• _TEKS YANG DISEDIAKAN_
#####
Hukum Mengkonsumsi Buah Pala
Pertanyaan:
Apakah hukum menggunakan buah pala sebagai bumbu masakan? Dan apakah
diperbolehkan menjualnya di toko-toko ataukah tidak? Ataukah tidak
diperbolehkan untuk menjual dan mengonsumsinya sebagaimana khamr?
Jawaban:
Pohon pala sudah dikenal sejak jaman dahulu kala dan buahnya pun telah
lama digunakan sebagai salah satu bumbu rempah untuk menambah aroma dan
citarasa masakan. Bangsa Mesir kuno juga menggunakan pala sebagai obat
sakit perut dan untuk mengeluarkan angin.
Pohon pala mampu
tumbuh hingga mencapai ketinggian sekitar 10 meter dan selalu berdaun
hijau. Buahnya memiliki bentuk mirip seperti buah pir, namun ketika
sudah matang, buah tersebut akan diselimuti oleh cangkang/kulit yang
keras dan inilah yang dikatakan buah pala. Pohon ini tumbuh di daerah
tropis seperti India, Indonesia dan Sri Lanka.
Pengaruh (efek)
yang dihasilkan buah ini ialah seperti halnya pengaruh ganja. Jika
dikonsumsi dalam jumlah besar maka seseorang akan mengalami gangguan
pada pendengarannya (berdenging), sembelit (susah buang air besar),
kesulitan untuk buang air kecil, diliputi kecemasan dan tegang
(mengalami stress), terganggunya sistem syaraf pusat, dan bahkan mampu
menyebabkan kematian.
Adapun berkenaan dengan hukumnya, maka para ulama berbeda pendapat dan terbagi kepada dua pendapat:
Jumhur (mayoritas) ulama berpendapat haramnya menggunakan buah pala baik dalam jumlah sedikit maupun banyak.
Sedangkan ulama yang lain berpendapat bolehnya menggunakan buah pala
dalam jumlah sedikit bila dicampurkan dengan bahan-bahan yang lain.
Ibnu Hajar al-Haytami (wafat 974 H) berpendapat:
Ketika terjadi perselisihan antara ulama Haramain (Mekah dan Madinah)
dan ulama Mesir mengenai kehalalan dan keharaman buah pala, maka muncul
pertanyaan: adakah di antara para imam atau para pengikutnya yang
menyatakan haramnya mengonsumsi buah pala?
Dan jawaban
ringkasnya adalah seperti yang dinyatakan secara jelas oleh Syaikhul
Islam Ibnu Daqiq al-‘Ied, bahwasanya ia merupakan sesuatu yang
memabukkan.
Ibnu al-‘Imad berpendapat lebih jauh dan memandang bahwa ia sebanding dengan ganja (hasyisy).
#####
• _DATA YANG DISEDIAKAN_

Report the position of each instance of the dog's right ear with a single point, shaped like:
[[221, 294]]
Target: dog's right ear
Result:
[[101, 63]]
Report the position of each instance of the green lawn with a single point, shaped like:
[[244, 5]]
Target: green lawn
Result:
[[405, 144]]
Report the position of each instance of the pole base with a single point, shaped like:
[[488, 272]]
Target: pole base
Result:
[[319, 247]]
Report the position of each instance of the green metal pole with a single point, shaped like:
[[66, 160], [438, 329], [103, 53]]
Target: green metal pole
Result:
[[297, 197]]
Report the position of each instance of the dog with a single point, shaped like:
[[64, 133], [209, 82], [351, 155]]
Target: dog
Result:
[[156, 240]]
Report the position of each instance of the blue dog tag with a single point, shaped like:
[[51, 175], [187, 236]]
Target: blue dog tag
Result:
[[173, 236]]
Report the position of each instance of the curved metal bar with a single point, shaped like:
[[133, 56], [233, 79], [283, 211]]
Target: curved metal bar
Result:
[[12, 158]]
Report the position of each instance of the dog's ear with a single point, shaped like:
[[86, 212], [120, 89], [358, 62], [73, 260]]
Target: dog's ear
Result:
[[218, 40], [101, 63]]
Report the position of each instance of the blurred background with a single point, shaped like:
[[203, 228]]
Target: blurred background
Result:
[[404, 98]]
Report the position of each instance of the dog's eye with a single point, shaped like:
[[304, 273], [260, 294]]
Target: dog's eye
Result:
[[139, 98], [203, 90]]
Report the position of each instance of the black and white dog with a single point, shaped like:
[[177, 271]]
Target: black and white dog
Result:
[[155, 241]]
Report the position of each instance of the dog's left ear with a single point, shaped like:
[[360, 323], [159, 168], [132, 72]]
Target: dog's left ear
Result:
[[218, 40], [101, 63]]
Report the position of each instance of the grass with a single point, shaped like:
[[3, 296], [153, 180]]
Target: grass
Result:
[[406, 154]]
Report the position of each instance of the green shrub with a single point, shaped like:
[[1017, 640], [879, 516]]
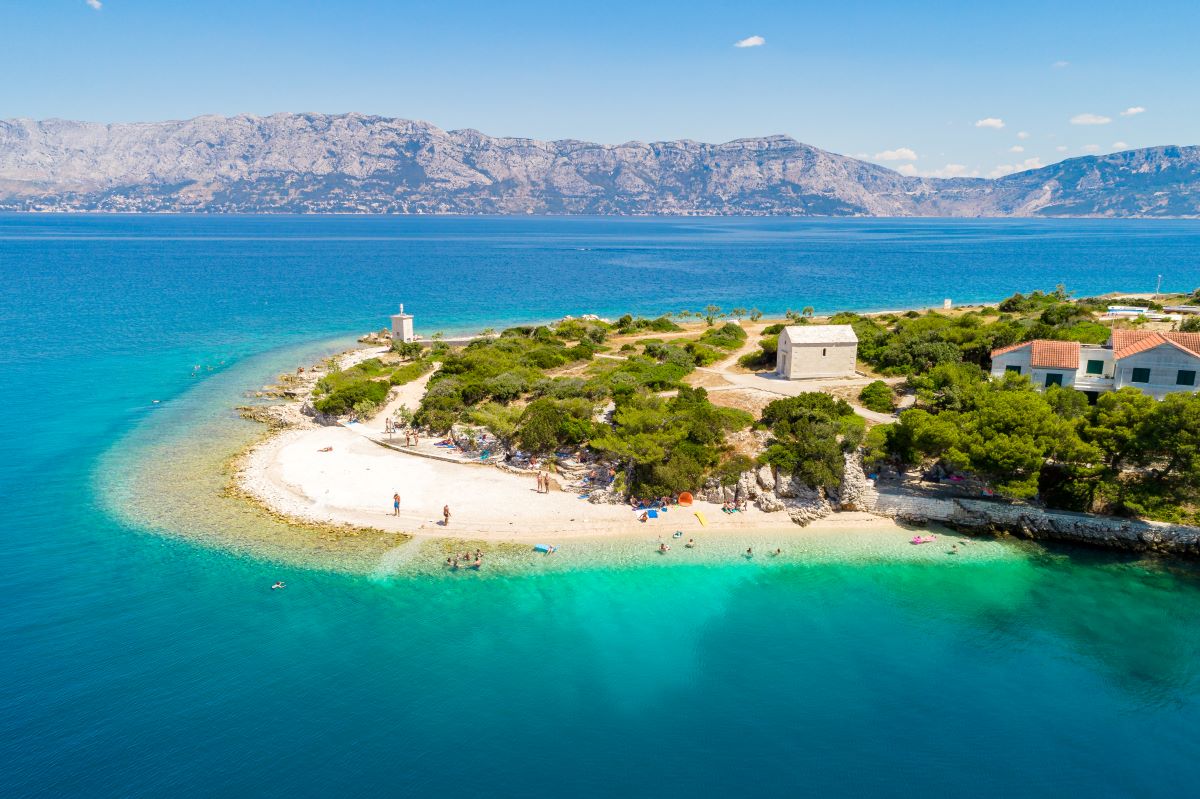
#####
• _LATIHAN TERTULIS 1_
Terjemahkan ke dalam bahasa Inggris kalimat berikut dari teks tentang hukum buah pala: "Jumhur (mayoritas) ulama berpendapat haramnya menggunakan buah pala baik dalam jumlah sedikit maupun banyak."
• _LATIHAN TERTULIS 2_
Berikan lanjutan teks tentang hukum buah pala, dimulai tepat setelah kalimat terakhirnya.
Data tersebut tidak diperlukan untuk mengerjakan tugas.

• _JAWABAN AKHIR 1_
The jumhur (majority) of scholars hold that using nutmeg is forbidden, whether in small or large quantities.

• _JAWABAN AKHIR 2_
Para pengikut mazhab Maliki, Syafi’i dan Hambali bersepakat, bahwa buah
pala tersebut merupakan sesuatu yang memabukkan dan sebagaimana
disebutkan dalam kaidah umum:
كل مسكر خمر ، وكل خمر حرام
“Setiap yang memabukkan adalah khamr dan setiap khamr adalah haram.”
Adapun pengikut mazhab Hanafi, mereka memandang bahwa pala ini bisa
digolongkan semacam khamr ataupun seperti narkotika. Dan semuanya bisa
menganggu atau merusak akal, sehingga hukumnya haram {akhir kutipan}.
Lihat kitab Az-Zawaajir ‘an Iqtiraab al-Kabaa’ir (1/212) dan Al-Mukhaddiraat oleh Muhammad Abdul Maqshud (halaman 90).
Dalam konferensi Lembaga Fiqih Kedokteran (An-Nadwah Al-Fiqhiyyah
Al-Thibbiyyah) yang ke-8 mengenai “Pandangan Islam dalam Beberapa
Masalah-masalah Kesehatan” dengan sub-bahasan “Bahan-bahan yang Haram
dan Najis dalam Makanan dan Obat-obatan” yang di adakan di Kuwait, 22-24
Dzulhijjah 1415H (22-24 Mei 1995), mereka berpendapat:
Bahan-bahan narkotika adalah terlarang (haram) dan tidak diperbolehkan
untuk mengkonsumsinya kecuali untuk tujuan pengobatan tertentu dimana
takaran pemakaiannya berdasarkan ketentuan dokter dan murni tanpa adanya
campuran bahan (kimia) lainnya.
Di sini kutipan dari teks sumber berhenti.